**指示 a:** 以下のラベル付け用の行から、「label=built-in bench seat → get bounding box」を含む行から最後の行までを、そのまま抜き出してください。

**本文抜粋:**

====

さらに、日本の中小企業は大企業に比べて生産性が低いと指摘されています。経済産業省の中小企業白書によれば、効率的な生産活動を行うためには、IoTやロボットなどの先端技術を活用し、自動化や省力化を進めることが急務とされています 。企業は今後生き抜いていくために、こうした技術を導入して、労働者の負担を軽減しながら生産性を向上させ競争力を持つことが期待されているのです。
加えて、政府は賃上げの推進を重要な政策目標としていますが、中小企業はコストの増加により賃上げが難しい状況にあります。省力化による効率化が進めば、収益が改善し、従業員への賃金改善が現実的なものとなるため、この補助金は賃上げを後押しするための環境整備とも捉えられます 。
このように、労働力不足、中小企業の生産性向上、そして賃上げ促進のための基盤整備という複数の課題に対応するため、省力化投資補助金が設立されたのです。
省力化をすすめることのメリット
政府の施策として省力化を促進する方向性は明確ですが、企業の視点から見ても、設備導入による省力化には多くのメリットが考えられます。

====

バウンディングボックスのラベル付け用エントリ:

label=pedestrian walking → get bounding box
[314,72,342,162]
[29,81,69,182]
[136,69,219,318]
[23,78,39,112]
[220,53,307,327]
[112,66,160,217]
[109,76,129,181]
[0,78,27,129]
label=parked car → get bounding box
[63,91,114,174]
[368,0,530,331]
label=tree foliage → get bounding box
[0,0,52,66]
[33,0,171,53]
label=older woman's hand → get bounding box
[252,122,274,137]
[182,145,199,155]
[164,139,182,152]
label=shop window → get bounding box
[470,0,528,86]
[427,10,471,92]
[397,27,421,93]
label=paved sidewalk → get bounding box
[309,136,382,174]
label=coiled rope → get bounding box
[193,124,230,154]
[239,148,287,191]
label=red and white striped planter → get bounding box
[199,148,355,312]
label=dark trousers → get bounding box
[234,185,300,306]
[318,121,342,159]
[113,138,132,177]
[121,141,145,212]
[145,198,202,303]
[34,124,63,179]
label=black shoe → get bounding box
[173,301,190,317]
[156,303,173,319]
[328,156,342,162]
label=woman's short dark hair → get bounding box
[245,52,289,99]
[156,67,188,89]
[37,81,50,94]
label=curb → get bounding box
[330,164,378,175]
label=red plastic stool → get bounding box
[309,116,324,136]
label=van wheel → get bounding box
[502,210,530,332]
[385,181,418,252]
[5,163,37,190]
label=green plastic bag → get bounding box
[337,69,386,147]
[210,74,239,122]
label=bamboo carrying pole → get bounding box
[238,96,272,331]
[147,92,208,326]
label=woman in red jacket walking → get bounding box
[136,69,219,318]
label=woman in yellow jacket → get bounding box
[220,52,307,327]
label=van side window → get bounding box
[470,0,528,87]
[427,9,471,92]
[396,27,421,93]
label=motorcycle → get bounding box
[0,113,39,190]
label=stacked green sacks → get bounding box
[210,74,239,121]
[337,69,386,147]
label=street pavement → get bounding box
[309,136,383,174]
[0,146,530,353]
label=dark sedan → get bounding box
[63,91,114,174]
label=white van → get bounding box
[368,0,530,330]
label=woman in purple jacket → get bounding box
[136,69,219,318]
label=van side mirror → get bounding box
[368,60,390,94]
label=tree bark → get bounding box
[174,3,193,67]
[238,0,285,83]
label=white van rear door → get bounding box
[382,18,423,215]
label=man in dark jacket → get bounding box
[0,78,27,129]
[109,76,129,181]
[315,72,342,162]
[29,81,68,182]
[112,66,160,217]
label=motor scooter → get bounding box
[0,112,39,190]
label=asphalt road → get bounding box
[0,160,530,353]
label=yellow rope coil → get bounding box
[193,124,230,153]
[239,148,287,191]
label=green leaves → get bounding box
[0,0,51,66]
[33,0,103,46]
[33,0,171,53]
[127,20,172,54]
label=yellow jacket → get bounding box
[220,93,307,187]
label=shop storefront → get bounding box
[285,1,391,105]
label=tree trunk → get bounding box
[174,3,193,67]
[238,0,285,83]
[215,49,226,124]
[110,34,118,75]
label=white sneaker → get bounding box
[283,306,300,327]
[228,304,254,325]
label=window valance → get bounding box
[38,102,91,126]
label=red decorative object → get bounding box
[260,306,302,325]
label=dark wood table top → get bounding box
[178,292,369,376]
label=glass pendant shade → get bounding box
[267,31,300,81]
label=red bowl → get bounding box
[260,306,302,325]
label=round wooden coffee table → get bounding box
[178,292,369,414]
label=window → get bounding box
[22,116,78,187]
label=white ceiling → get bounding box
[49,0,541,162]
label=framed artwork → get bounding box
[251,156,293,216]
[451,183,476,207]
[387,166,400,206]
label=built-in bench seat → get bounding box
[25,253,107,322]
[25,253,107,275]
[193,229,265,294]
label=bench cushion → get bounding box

====

**指示 b:** 省力化投資補助金についての本文抜粋のうち、「このように、労働力不足、中小」から「くのメリットが考えられます。」までを一字一句違えずに書き写してください。

**解答 a:**
label=built-in bench seat → get bounding box
[25,253,107,322]
[25,253,107,275]
[193,229,265,294]
label=bench cushion → get bounding box

**解答 b:**
このように、労働力不足、中小企業の生産性向上、そして賃上げ促進のための基盤整備という複数の課題に対応するため、省力化投資補助金が設立されたのです。
省力化をすすめることのメリット
政府の施策として省力化を促進する方向性は明確ですが、企業の視点から見ても、設備導入による省力化には多くのメリットが考えられます。